- **Описание задачи**: В отрывке о Бутырской тюрьме перепишите всё от слов «Заключенным, имеющим деньги, разрешалось» и до слов «мне подошедший старшина-моряк.», переименовав «старшина-моряк» в «боцман».

В согнутых приплюснутых фигурках заключенных, на их лицах! безнадежная обреченность. Безразличные взгляды по сторонам. В движениях вялость и неуверенность. Тяжко, болезненно видеть безысходность в своей и чужих судьбах.

«Так зачем же завезли меня в Бутырки?» — который раз зада вал себе этот вопрос. И не мог определенно ответить на него. Я уже знал, что находился в пересыльной камере. Так куда же меня еще перешлют? Чуть не каждый день кого-то куда-то уводили, кого- то приводили. Так монотонно шла камерная тюремная жизнь — в беспокойных ожиданиях и непредсказуемости. Но хоть как-то отдохнул от ночных допросов орловских эмгебистов.

 

- 89 -

За двухнедельный общий срок, проведенный в Бутырках, раза два приходила библиотекарша со связками книг. Выбор большой! И русская, и иностранная классика: Стендаль, Бальзак, Вальтер Скотт, Тургенев, Лесков, Станюкович. Говорили, что можно заказать и научную, и справочную литературу. Книги по виду старенькие, читанные перечитанные, но хорошо ухоженные: подклеенные, переплетенные. Брали. Читали. Соседи заключенные, многое повидавшие на своем веку, рассказывали, что долгое время в 30-е годы тюремной библиотекой заведовала — и не подумаешь! и не угадаешь! — Каплан! Да, та самая, которая, якобы, стреляла в Ленина. Красиво придуманная легенда-миф с показухой и громоотводом одновременно. Какой, мол, добренький был Владимир Ильич: простил своего заклятого врага, оставил в живых эсерку. Откровенный обман-подтасовка.

Я уже тогда не верил таким брехенькам. История и судьба эсерки Каплан, как теперь мы знаем, совсем другая.

— Над нами старшие офицеры, справа от нашей камеры офицеры младшие, слева гражданские, как и мы,— продолжал знакомить меня с окружающим миром старшина-моряк. Я в недоумении: Откуда вы все знаете? — Поживи с мое,— старшина улыбнулся,— перестукиваемся! Своеобразная азбука. Ты, видно, не связист! — Я многое брал под сомнение, но здесь сдавался.

Заключенным, имеющим деньги, разрешалось на определенную сумму в тюремном ларьке заказать продукты питания. Как-то вскоре в камеру принесли несколько буханок хлеба, пачку сахара, папиросы. Положили все на столик. Начался дележ принесенного. Я же стоял в сторонке, наблюдая, как резался хлеб ниткой, раскладывался кучками сахар, папиросы. Вспомнился голодный 1933-й год, когда мама также делила полученный по талону сахарный песочек, собирала крошки хлеба и приклеивала их к показавшейся ей меньшей порции хлебушка.

— Иди, возьми свою долю,— сказал мне подошедший старшина-моряк.

— Так я же не заказывал ничего: у меня ни копейки за душой.

— Потому и возьми.— По традиции, с незапамятных времен в Бутырской тюрьме установился неписаный закон: десятая часть (десятина) продуктов отдавалась людям, не имеющим финансов. Приятный взаимозачет!

Записи набора данных
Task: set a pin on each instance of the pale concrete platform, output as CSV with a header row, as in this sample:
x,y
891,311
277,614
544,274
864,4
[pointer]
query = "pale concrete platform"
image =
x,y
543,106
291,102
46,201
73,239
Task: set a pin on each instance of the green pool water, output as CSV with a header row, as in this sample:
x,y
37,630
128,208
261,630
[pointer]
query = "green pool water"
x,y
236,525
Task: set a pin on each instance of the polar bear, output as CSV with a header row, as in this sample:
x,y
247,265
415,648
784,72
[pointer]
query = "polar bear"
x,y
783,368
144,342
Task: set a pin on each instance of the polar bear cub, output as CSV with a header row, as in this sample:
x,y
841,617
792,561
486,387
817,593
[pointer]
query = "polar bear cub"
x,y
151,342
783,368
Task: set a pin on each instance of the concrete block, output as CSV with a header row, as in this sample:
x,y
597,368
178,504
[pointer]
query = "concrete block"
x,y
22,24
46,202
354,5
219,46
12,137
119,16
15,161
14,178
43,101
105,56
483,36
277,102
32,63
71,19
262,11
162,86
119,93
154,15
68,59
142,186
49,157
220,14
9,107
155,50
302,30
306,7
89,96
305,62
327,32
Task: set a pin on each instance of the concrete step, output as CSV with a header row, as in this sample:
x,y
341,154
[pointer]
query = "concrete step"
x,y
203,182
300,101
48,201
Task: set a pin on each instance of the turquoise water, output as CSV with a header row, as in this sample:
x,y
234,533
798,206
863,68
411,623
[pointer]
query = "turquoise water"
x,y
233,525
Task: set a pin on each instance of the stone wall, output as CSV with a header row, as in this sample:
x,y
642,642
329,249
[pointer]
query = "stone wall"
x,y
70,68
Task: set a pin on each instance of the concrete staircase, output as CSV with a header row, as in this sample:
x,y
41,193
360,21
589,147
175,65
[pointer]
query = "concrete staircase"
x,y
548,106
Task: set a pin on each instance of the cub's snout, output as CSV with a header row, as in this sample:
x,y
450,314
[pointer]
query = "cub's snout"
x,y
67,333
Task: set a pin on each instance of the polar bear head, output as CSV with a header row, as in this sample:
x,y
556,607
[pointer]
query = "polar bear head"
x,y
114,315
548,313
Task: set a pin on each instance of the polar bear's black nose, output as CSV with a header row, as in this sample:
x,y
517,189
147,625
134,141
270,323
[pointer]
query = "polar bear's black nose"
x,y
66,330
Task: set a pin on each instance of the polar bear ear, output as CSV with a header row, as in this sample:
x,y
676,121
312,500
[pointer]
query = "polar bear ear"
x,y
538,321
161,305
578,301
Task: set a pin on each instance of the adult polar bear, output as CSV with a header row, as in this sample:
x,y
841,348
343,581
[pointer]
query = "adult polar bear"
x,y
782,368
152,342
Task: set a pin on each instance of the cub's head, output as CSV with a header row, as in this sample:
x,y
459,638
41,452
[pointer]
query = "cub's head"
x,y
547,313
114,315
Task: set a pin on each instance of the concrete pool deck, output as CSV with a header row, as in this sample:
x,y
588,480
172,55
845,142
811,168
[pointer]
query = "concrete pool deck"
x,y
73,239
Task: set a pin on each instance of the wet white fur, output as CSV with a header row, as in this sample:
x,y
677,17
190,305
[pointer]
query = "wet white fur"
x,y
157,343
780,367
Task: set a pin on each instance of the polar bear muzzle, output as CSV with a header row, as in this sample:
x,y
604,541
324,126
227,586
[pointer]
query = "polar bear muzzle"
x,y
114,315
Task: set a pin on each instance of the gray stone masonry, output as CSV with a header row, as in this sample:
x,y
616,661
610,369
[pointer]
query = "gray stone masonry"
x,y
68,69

- **Результат упражнения**:
Заключенным, имеющим деньги, разрешалось на определенную сумму в тюремном ларьке заказать продукты питания. Как-то вскоре в камеру принесли несколько буханок хлеба, пачку сахара, папиросы. Положили все на столик. Начался дележ принесенного. Я же стоял в сторонке, наблюдая, как резался хлеб ниткой, раскладывался кучками сахар, папиросы. Вспомнился голодный 1933-й год, когда мама также делила полученный по талону сахарный песочек, собирала крошки хлеба и приклеивала их к показавшейся ей меньшей порции хлебушка.

— Иди, возьми свою долю,— сказал мне подошедший боцман.